(Dataset entries)
——
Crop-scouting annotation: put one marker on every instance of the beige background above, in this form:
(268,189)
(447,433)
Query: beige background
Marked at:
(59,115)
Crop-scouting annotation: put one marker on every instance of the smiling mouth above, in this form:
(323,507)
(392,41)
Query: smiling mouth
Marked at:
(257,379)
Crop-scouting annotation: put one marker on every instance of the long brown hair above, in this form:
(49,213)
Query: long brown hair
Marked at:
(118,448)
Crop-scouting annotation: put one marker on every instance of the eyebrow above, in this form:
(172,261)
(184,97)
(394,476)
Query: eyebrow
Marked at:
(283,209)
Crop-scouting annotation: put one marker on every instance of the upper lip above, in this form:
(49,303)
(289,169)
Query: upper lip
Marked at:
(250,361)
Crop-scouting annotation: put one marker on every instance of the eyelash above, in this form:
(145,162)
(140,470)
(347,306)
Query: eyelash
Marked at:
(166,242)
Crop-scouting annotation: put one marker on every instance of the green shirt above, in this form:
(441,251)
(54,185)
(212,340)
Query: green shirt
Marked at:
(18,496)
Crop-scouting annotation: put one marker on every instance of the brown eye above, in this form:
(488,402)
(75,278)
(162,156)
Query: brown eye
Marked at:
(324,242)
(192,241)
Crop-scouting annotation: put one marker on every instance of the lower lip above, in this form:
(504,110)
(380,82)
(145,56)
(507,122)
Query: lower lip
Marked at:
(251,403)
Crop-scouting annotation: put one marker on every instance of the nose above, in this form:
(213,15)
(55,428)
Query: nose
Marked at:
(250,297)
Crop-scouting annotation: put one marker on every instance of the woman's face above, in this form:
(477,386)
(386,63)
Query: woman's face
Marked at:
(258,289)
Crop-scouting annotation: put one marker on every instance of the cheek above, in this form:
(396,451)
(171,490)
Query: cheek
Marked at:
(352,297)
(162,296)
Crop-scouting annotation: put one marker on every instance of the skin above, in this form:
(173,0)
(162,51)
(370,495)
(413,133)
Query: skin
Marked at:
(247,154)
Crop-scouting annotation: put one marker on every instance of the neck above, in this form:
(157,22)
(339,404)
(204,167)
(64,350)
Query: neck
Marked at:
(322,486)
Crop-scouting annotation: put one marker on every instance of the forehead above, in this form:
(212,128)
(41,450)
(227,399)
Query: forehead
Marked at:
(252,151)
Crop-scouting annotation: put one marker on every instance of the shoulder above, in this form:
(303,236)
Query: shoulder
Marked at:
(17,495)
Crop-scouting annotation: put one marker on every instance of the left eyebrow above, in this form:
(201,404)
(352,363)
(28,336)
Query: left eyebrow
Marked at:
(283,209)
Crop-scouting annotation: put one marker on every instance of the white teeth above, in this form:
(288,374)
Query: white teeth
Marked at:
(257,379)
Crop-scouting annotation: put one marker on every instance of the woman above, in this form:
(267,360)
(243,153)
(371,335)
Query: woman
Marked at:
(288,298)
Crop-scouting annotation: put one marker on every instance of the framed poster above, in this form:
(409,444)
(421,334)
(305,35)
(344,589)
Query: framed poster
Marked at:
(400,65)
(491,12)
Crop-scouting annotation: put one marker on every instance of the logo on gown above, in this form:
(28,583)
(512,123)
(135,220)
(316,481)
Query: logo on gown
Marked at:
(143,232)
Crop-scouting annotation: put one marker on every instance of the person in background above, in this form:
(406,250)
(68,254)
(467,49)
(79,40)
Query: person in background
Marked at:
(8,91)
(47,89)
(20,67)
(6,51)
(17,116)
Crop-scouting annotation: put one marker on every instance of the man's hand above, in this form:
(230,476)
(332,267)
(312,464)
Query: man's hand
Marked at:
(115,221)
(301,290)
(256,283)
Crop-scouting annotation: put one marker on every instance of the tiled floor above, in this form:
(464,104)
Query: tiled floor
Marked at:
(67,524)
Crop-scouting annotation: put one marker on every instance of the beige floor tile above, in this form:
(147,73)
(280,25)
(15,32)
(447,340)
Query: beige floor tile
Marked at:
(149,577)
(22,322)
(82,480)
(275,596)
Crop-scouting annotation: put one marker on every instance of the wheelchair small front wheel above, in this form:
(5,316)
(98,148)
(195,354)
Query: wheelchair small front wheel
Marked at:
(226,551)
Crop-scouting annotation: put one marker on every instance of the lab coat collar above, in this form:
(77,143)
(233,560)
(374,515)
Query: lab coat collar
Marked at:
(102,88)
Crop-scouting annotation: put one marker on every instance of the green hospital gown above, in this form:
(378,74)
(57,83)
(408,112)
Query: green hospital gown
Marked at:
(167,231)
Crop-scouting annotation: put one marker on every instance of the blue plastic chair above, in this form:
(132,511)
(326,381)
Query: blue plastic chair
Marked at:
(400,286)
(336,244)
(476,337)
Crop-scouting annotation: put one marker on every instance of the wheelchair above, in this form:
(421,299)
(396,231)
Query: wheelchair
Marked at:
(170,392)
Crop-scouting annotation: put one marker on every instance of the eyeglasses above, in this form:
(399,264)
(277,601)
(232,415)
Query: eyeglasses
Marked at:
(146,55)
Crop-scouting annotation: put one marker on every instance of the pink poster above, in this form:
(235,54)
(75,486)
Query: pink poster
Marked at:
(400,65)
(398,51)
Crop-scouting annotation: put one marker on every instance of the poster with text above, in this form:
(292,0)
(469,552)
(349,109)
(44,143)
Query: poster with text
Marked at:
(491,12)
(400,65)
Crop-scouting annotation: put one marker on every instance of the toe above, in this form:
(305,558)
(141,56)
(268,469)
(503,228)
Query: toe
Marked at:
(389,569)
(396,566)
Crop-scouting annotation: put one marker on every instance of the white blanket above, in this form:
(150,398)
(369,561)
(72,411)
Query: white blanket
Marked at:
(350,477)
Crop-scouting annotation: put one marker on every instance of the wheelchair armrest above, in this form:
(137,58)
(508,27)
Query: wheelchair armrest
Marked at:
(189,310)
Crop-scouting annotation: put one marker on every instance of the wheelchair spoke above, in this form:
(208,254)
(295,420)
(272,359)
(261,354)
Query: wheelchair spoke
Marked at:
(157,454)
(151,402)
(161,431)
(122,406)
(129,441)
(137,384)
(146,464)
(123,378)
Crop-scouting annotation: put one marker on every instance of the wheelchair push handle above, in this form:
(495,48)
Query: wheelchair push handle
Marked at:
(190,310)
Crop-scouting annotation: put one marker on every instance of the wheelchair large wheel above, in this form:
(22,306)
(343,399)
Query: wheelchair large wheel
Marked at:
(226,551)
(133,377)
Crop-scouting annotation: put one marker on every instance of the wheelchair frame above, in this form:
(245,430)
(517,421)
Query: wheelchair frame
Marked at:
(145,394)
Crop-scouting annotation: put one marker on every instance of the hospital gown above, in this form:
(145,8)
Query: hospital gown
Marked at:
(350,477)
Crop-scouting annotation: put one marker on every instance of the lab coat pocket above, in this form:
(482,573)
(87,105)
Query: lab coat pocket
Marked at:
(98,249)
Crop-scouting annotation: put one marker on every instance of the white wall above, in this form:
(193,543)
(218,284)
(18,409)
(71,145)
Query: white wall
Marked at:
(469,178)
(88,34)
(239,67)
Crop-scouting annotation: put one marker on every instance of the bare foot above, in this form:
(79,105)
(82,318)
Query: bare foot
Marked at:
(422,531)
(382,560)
——
- **Brief**
Without changing a single character, repeat each record.

- **Response to the exercise**
Crop-scouting annotation: put one marker on every instance of the beige background above, in this form:
(268,189)
(447,433)
Query: beige background
Marked at:
(59,115)
Crop-scouting annotation: put one marker on every instance of the smiling mouth above, in this form:
(323,507)
(392,41)
Query: smiling mouth
Marked at:
(257,379)
Crop-scouting annotation: put one marker on every instance of the long brown hair above, in this form:
(49,213)
Query: long brown hair
Marked at:
(118,448)
Crop-scouting annotation: put one marker on every instance of the eyebrow above, in this form:
(172,261)
(184,97)
(394,476)
Query: eyebrow
Marked at:
(283,209)
Crop-scouting annotation: put one marker on every instance of the upper lip above, in this form:
(49,303)
(289,169)
Query: upper lip
Marked at:
(250,361)
Crop-scouting annotation: put one marker on every instance of the eyelash above, in this form:
(145,162)
(140,470)
(347,306)
Query: eyelash
Marked at:
(166,242)
Crop-scouting annotation: put one marker on every instance of the green shirt above, in this form:
(441,251)
(54,185)
(212,340)
Query: green shirt
Marked at:
(18,496)
Crop-scouting annotation: put one marker on every instance of the brown eye above, in this form:
(488,402)
(75,278)
(162,156)
Query: brown eye
Marked at:
(324,242)
(192,241)
Crop-scouting annotation: put one marker on every instance of the lower lip above, in this form:
(504,110)
(380,82)
(145,56)
(507,122)
Query: lower lip
Marked at:
(251,403)
Crop-scouting annotation: put one marker on every instance of the nose above, in this form:
(213,15)
(55,428)
Query: nose
Marked at:
(250,297)
Crop-scouting annotation: put one marker on every instance of the woman's face above, in this form:
(477,386)
(386,63)
Query: woman's face
Marked at:
(258,289)
Crop-scouting annotation: put one marker on every instance of the cheek above, in this form:
(396,451)
(171,490)
Query: cheek
Marked at:
(352,297)
(162,296)
Crop-scouting annotation: put one marker on every instance of the skin above, in this form:
(173,0)
(162,51)
(370,495)
(413,133)
Query: skin
Marked at:
(247,154)
Crop-scouting annotation: put one marker on every instance of the neck above, in this form:
(157,22)
(339,404)
(204,167)
(64,350)
Query: neck
Marked at:
(322,486)
Crop-scouting annotation: put one marker on every instance of the forehead above, in this form:
(212,128)
(41,450)
(227,399)
Query: forehead
Marked at:
(252,151)
Crop-scouting annotation: put one marker on every instance of the shoulder above, in this form:
(303,236)
Query: shoulder
Marked at:
(17,495)
Crop-scouting annotation: put one marker on every instance of the left eyebrow above, in this form:
(201,404)
(352,363)
(28,336)
Query: left eyebrow
Marked at:
(283,209)
Crop-scouting annotation: put one marker on every instance of the white teeth above, in this form:
(288,374)
Query: white teeth
Marked at:
(257,379)
Crop-scouting annotation: put one marker on every instance of the woman above, in this form:
(267,360)
(243,153)
(371,335)
Query: woman
Marked at:
(288,298)
Crop-scouting annotation: put one marker on every instance of the framed poster above, in this form:
(409,444)
(421,334)
(305,35)
(344,589)
Query: framed poster
Marked at:
(400,65)
(491,12)
Crop-scouting annotation: put one marker on every instance of the logo on gown above, in this form:
(28,583)
(512,123)
(135,220)
(316,481)
Query: logo on gown
Marked at:
(143,232)
Crop-scouting annotation: put one marker on every instance of the person in background above, in this form:
(406,250)
(68,254)
(467,49)
(79,40)
Query: person in background
Marked at:
(8,91)
(47,89)
(20,67)
(6,51)
(17,116)
Crop-scouting annotation: put one marker on every instance of the man's hand above, in this form:
(230,476)
(332,267)
(312,464)
Query: man's hand
Marked at:
(115,221)
(301,290)
(256,283)
Crop-scouting annotation: put one marker on every instance of the tiled floor above, in this form:
(464,104)
Query: tiled floor
Marked at:
(67,524)
Crop-scouting annotation: put one marker on every instance of the beige floor tile above, in this form:
(147,73)
(280,25)
(15,32)
(447,340)
Query: beige floor tile
Marked at:
(149,577)
(22,322)
(82,480)
(275,596)
Crop-scouting annotation: put one marker on every instance of the wheelchair small front wheel above, in this form:
(5,316)
(98,148)
(195,354)
Query: wheelchair small front wheel
Marked at:
(226,551)
Crop-scouting annotation: put one marker on every instance of the lab coat collar above, in this form:
(77,143)
(233,560)
(374,515)
Query: lab coat collar
Marked at:
(102,88)
Crop-scouting annotation: put one marker on every instance of the green hospital gown above, in this form:
(378,74)
(57,83)
(408,112)
Query: green hospital gown
Marked at:
(167,231)
Crop-scouting annotation: put one marker on every instance of the blue plastic chair above, in this form:
(132,511)
(326,381)
Query: blue plastic chair
Marked at:
(400,286)
(336,244)
(476,337)
Crop-scouting annotation: put one marker on every instance of the wheelchair above, in this form:
(421,299)
(396,231)
Query: wheelchair
Marked at:
(170,392)
Crop-scouting annotation: put one marker on every instance of the eyeglasses above, in this form:
(399,264)
(277,601)
(232,415)
Query: eyeglasses
Marked at:
(146,55)
Crop-scouting annotation: put one marker on every instance of the pink poster above, in this form:
(235,54)
(75,486)
Query: pink poster
Marked at:
(400,65)
(398,51)
Crop-scouting annotation: put one marker on every instance of the poster with text above, in this form:
(292,0)
(469,552)
(349,109)
(44,143)
Query: poster with text
Marked at:
(491,12)
(400,65)
Crop-scouting annotation: put one marker on every instance of the toe above, in this form:
(305,558)
(141,56)
(268,469)
(503,228)
Query: toe
Marked at:
(389,569)
(396,566)
Crop-scouting annotation: put one marker on every instance of the white blanket above, in this form:
(150,398)
(369,561)
(72,411)
Query: white blanket
Marked at:
(350,477)
Crop-scouting annotation: put one marker on every instance of the wheelchair armrest above, in this form:
(137,58)
(508,27)
Query: wheelchair armrest
Marked at:
(189,310)
Crop-scouting annotation: put one marker on every instance of the wheelchair spoke above, in this form:
(208,254)
(295,420)
(272,359)
(261,354)
Query: wheelchair spoke
Marked at:
(157,454)
(151,402)
(161,431)
(122,406)
(129,441)
(137,384)
(146,464)
(123,378)
Crop-scouting annotation: put one marker on every instance of the wheelchair push handle above, in this form:
(495,48)
Query: wheelchair push handle
Marked at:
(190,310)
Crop-scouting annotation: put one marker on every instance of the wheelchair large wheel above, in this form:
(22,306)
(343,399)
Query: wheelchair large wheel
Marked at:
(226,551)
(133,377)
Crop-scouting annotation: put one marker on every instance of the wheelchair frame above, in this form:
(245,430)
(517,421)
Query: wheelchair frame
Marked at:
(145,394)
Crop-scouting annotation: put one marker on every instance of the hospital gown above, in this form:
(145,8)
Query: hospital gown
Marked at:
(350,477)
Crop-scouting annotation: put one marker on every instance of the lab coat pocket above, in this form:
(482,573)
(87,105)
Query: lab coat pocket
Marked at:
(98,249)
Crop-scouting annotation: put one marker on every instance of the white wall above, in this form:
(193,543)
(218,284)
(18,409)
(71,145)
Query: white wall
Marked at:
(469,178)
(88,34)
(239,67)
Crop-scouting annotation: put one marker on every instance of the bare foot above, in this form:
(79,105)
(82,318)
Query: bare foot
Marked at:
(422,531)
(382,560)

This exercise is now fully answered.